EXERCISE GOAL. Skip every line before the one containing "Detection annotation — mark the silhouetted", then copy that line and the rest of the entries below exactly, through the last line.
— begin DATA ROWS —
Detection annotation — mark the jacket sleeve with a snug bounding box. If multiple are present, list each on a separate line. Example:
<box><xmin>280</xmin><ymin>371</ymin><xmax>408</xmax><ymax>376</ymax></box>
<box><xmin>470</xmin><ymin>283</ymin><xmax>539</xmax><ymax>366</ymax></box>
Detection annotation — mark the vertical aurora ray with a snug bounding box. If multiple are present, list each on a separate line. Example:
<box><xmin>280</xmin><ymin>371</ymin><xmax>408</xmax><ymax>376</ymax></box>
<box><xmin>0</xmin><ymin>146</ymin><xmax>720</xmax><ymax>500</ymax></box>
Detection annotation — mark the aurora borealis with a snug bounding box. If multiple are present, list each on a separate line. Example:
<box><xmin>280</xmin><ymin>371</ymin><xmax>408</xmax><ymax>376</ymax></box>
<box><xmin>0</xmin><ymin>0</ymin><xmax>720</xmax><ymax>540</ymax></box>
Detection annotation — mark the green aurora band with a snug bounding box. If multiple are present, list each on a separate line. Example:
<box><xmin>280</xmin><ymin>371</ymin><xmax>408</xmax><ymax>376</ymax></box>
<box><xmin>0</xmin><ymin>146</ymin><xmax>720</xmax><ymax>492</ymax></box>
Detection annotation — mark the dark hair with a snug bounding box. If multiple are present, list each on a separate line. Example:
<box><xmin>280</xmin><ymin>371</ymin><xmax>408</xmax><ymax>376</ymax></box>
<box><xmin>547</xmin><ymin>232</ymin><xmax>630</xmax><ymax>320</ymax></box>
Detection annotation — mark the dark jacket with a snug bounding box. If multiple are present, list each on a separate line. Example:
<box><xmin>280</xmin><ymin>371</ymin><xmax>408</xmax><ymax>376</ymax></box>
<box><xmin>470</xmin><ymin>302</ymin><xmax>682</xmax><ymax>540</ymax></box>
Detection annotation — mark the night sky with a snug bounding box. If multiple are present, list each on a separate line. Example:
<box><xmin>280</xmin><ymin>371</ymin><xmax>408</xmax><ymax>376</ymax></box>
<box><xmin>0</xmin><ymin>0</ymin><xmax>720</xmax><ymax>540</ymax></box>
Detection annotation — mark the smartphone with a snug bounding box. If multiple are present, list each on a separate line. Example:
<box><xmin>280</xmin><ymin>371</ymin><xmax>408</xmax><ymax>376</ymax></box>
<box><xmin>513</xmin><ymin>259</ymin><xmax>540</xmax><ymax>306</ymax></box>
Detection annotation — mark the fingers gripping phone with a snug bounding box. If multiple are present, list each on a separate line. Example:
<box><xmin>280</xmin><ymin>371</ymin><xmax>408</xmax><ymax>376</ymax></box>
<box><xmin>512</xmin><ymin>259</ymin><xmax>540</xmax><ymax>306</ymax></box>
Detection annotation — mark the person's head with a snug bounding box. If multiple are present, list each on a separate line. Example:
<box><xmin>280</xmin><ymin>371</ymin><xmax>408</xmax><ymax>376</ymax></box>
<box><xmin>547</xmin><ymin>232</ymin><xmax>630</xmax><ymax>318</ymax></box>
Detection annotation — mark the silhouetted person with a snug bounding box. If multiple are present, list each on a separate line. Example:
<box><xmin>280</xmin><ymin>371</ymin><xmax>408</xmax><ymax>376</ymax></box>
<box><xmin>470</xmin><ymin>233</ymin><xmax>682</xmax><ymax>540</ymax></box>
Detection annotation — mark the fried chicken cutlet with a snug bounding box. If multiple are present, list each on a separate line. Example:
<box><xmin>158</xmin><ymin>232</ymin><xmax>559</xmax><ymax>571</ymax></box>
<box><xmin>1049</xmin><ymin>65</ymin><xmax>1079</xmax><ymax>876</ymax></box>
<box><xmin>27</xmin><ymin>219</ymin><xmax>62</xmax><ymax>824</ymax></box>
— end DATA ROWS —
RESULT.
Detection annotation — mark the silhouetted person with a snug bounding box. If multiple are present, list each on a separate line. Example:
<box><xmin>280</xmin><ymin>371</ymin><xmax>408</xmax><ymax>376</ymax></box>
<box><xmin>470</xmin><ymin>233</ymin><xmax>682</xmax><ymax>540</ymax></box>
Detection annotation — mark the fried chicken cutlet with a snug bounding box. If multiple are present, list each on a separate line. Example:
<box><xmin>158</xmin><ymin>232</ymin><xmax>559</xmax><ymax>571</ymax></box>
<box><xmin>1049</xmin><ymin>65</ymin><xmax>1079</xmax><ymax>876</ymax></box>
<box><xmin>27</xmin><ymin>219</ymin><xmax>62</xmax><ymax>824</ymax></box>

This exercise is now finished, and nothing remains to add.